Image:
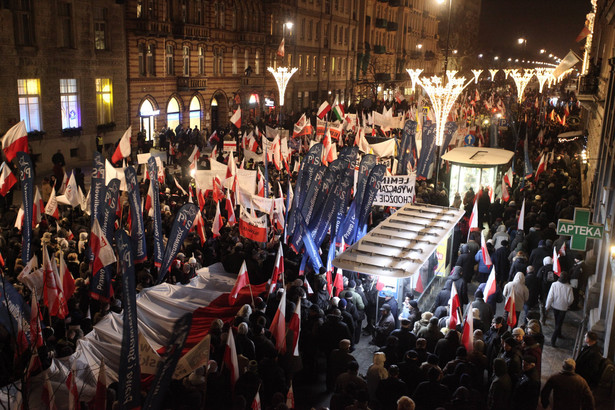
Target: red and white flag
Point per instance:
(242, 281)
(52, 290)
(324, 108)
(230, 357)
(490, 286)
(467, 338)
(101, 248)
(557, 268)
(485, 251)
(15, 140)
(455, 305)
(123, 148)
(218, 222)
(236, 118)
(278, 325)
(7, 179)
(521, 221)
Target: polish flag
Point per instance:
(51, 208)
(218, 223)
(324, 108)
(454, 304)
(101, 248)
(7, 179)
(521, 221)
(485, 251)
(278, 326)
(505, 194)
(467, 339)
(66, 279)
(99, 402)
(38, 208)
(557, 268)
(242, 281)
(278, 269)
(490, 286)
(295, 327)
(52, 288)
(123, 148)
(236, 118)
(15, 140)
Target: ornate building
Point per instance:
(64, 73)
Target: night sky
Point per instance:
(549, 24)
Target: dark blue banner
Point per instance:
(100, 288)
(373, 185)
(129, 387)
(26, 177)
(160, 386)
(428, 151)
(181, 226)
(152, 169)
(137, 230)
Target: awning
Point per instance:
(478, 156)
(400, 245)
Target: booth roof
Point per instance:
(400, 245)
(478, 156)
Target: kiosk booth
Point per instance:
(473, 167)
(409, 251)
--
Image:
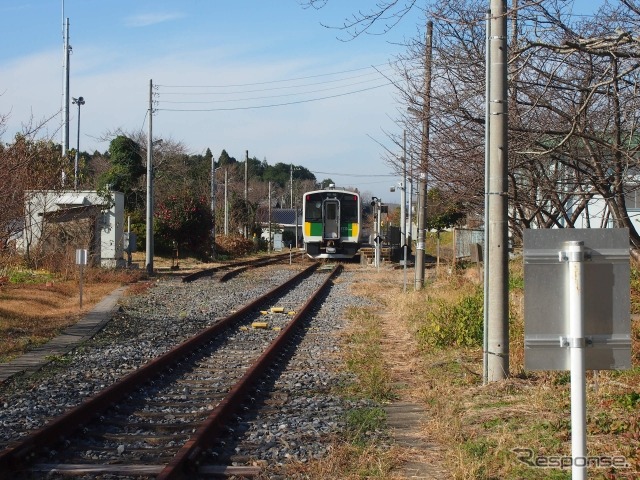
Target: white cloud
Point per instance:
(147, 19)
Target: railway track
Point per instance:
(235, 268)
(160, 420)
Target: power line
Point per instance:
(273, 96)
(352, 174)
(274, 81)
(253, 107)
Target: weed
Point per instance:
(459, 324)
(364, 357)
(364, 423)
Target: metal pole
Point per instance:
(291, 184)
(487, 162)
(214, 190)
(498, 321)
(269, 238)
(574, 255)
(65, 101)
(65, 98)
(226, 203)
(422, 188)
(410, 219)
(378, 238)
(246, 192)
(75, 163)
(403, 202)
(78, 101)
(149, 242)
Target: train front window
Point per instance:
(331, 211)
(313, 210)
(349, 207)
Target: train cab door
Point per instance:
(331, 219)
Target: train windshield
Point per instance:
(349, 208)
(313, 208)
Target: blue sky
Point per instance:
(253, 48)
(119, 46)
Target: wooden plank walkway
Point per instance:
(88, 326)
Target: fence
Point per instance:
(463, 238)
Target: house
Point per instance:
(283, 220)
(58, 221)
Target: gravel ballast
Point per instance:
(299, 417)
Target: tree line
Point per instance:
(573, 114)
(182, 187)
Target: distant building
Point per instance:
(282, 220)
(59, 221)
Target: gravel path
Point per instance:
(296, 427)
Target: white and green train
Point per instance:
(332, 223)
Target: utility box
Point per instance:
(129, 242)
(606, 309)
--
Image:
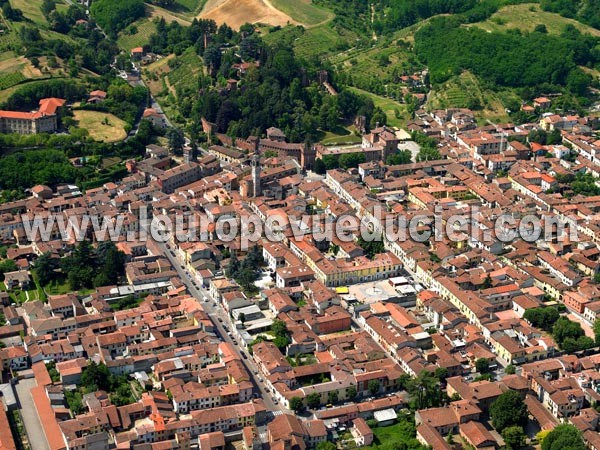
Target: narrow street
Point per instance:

WORK ORDER | Please report every line among the entries that includes "train".

ANSWER AREA |
Target: train front window
Target: train cab door
Target: train windshield
Target: white and green train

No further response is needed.